Segment Open
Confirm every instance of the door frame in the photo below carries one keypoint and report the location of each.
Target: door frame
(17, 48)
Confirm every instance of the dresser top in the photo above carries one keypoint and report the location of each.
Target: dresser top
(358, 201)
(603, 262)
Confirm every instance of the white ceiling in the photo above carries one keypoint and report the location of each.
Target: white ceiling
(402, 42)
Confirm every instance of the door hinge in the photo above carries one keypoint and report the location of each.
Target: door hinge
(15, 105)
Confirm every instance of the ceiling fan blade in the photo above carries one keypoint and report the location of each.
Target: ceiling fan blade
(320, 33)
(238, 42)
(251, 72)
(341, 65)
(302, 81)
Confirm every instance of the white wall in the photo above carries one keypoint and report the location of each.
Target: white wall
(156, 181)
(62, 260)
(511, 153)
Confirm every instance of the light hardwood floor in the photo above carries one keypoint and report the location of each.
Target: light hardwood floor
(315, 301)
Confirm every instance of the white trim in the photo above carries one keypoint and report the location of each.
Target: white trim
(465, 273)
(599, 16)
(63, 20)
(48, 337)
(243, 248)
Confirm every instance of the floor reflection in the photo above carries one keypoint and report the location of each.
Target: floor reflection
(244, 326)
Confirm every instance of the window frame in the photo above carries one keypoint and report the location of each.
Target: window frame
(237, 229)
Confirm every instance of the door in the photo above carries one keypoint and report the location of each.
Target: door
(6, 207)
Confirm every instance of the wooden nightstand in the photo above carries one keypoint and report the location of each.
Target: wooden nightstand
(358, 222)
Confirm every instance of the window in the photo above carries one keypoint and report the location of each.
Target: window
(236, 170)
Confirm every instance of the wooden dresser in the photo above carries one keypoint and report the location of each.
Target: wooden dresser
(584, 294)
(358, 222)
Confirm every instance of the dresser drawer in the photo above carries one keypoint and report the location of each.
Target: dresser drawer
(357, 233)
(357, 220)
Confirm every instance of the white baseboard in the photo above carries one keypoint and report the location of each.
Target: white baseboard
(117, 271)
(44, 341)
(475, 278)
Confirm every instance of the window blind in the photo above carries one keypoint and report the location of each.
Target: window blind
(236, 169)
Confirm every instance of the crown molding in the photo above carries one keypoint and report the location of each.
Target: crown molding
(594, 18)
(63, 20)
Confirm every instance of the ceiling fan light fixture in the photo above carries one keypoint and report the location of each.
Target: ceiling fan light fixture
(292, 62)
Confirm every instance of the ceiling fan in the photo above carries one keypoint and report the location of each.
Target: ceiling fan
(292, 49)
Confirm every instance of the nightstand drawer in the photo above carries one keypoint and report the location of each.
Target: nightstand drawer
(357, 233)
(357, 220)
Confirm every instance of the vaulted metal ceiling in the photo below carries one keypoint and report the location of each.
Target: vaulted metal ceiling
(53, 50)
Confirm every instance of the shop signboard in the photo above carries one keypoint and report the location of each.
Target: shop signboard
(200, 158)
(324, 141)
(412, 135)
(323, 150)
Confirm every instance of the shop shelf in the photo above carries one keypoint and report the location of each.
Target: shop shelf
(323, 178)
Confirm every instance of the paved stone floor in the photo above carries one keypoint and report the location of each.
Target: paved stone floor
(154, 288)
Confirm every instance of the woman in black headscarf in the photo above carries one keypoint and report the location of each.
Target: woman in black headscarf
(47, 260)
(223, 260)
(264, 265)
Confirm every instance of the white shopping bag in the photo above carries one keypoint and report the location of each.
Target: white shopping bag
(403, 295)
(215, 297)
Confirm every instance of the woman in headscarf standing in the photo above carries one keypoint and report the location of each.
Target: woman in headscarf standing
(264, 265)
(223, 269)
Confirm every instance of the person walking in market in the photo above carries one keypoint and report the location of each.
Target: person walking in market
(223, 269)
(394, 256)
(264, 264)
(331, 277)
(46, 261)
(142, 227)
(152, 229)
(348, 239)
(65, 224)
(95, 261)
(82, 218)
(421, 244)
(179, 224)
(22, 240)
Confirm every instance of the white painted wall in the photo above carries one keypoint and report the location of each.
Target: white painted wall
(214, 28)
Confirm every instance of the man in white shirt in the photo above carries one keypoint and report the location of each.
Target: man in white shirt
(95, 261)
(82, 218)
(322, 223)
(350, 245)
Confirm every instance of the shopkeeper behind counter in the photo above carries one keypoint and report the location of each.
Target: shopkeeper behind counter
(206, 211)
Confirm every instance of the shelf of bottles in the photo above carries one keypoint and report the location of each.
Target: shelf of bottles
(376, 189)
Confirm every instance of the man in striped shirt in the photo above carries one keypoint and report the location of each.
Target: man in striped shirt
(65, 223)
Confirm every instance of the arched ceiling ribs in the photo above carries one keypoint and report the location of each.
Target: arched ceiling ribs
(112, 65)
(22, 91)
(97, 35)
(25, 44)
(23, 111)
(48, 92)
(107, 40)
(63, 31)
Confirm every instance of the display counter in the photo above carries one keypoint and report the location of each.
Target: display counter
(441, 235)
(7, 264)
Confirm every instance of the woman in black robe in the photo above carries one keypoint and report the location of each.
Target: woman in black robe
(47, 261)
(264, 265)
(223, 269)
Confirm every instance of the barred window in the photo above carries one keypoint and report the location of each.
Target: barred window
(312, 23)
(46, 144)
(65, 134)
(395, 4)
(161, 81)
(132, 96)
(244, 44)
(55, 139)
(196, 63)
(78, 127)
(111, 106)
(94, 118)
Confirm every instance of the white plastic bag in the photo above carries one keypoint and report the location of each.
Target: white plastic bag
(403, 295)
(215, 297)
Segment Closed
BRIEF ▸ A copy of each line in the data above that holds the string "below" is needed.

WRITTEN RESPONSE ▸
Confirm every instance of the door frame in the photo below carries one keypoint and report the location of each.
Confirm every instance of the vaulted metal ceiling in the photo below carries one keypoint and report the location of each.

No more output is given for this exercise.